## Complete the following
a: For each statement, say whether it agrees with the murine infarct repair text. Answer yes or no, and quote the deciding words of the text. (i) Hearts stay in a zinc-based fixative for at least 6 hours before processing. (ii) The procedure infarcts 50% of the left ventricle. (iii) Fibroblast proliferation in mice peaks at 1 week after the infarction.
b: Continue the murine infarct repair text from the point where it stops.
Segment Start: Source document
Basic mechanisms of infarct repair

The recent development of a murine model of myocardial infarction by coronary artery ligation is a useful tool to characterize the normal wound healing process. As genetically modified mice become increasingly more available to query the role of molecules, it is important to establish the baseline features of murine infarct repair in terms of the migration and proliferation of myofibroblasts and endothelial cells, ventricular remodeling, and cardiac function.

The methods and results we have to date are as follows:

Mouse surgery:

Briefly, in an anesthetized mouse, we visualize the coronary artery under a microscope and passed an 8-0 monofilament PE suture under it using a 6mm tapered needle. Successful ligation of the coronary artery resulted in blanching of the ischemic vascular bed and visible dyskinesis. The animals are then closed and recover sternal recumbency in a heated chamber. At the time of sacrifice, hearts are placed into a zinc-based fixative for at least 6 hours prior to routine processing and embedding. We routinely perform this procedure, infarcting 30% of the left ventricle with 85-90% survival. We have chosen to analyze the following time points: 4days, 1 week, 2 weeks, and 4 weeks.

Cell Kinetics:

Fibroblasts: Activated fibroblasts transiently express smooth muscle alpha-actin (also found in smooth muscle cells of vascular wall). In conjunction with BrdU labeling, proliferating fibroblasts can be identified and counted. Our results indicate that the peak of fibroblast proliferation in mice is 15% and occurs at 4 days post-MI.
Segment End: Source document
Segment Start: Information given
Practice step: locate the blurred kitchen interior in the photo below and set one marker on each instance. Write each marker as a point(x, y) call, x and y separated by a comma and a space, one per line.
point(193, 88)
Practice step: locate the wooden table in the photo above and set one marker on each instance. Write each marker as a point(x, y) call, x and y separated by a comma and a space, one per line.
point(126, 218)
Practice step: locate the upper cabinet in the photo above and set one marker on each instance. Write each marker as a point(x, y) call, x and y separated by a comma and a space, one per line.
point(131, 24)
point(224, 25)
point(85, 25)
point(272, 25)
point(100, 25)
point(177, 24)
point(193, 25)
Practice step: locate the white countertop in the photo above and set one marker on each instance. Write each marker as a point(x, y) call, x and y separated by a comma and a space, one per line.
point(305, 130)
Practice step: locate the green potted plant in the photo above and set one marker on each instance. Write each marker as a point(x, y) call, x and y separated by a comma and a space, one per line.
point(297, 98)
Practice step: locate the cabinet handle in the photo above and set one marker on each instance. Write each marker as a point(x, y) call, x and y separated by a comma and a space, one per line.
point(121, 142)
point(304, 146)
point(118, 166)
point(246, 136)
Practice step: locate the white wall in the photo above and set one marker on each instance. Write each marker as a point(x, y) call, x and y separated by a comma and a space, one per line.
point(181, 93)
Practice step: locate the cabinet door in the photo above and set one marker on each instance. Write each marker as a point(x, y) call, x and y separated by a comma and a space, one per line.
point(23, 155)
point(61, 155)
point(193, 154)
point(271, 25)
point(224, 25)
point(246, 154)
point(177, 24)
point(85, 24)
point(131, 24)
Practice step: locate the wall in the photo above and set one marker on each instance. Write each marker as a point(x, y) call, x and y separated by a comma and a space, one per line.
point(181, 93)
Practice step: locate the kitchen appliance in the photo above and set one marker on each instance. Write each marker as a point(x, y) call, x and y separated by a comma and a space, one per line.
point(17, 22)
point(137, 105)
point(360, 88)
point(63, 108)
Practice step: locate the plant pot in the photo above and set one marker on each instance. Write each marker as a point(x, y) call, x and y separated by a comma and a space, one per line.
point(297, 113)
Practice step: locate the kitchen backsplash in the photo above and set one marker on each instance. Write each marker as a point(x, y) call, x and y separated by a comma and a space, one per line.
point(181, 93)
Segment End: Information given
## Expected results
a:
(i) Yes: "hearts are placed into a zinc-based fixative for at least 6 hours prior to routine processing and embedding"
(ii) No: "infarcting 30% of the left ventricle with 85-90% survival"
(iii) No: "the peak of fibroblast proliferation in mice is 15% and occurs at 4 days post-MI"

b:
Endothelial cells: The surface marker CD31 labels endothelial cells. As with the fibroblasts, double-labeling with BrdU permits detection of proliferating endothelial cells. Our results show that the peak of endothelial cell proliferation is 3% and also occurs at 4 days post-MI. More information about our staining methods can be viewed in our paper (Journal of Cardiovascular Pathology).

Macrophages: CD45-positive leukocytes are present throughout the time course of our studies (4 weeks) and do not proliferate to any significant extent at any time.

Morphometry:

Using the Scion imaging program, we measure infarct size, necrosis, granulation tissue, and scar and express these as a percentage of the left ventricle.

The detailed results of our characterization of this model can be viewed in our recently published paper in AJPath (American Journal of Pathology)

Cardiac Function:

To measure ventricular pressure 4 weeks post-MI, we advance a 1.4 French Millar catheter into the left ventricle via the carotid artery. From the ventricular pressure tracing, we calculate dP/dt and use this to compare our experimental groups.

We are currently using these methods to investigate the role of bFGF in murine myocardial infarct repair. Our preliminary results indicate that bFGF is required for fibroblast proliferation and so deletion of this gene leads to impaired wound contraction, which, in turn, exacerbates cardiac dysfunction.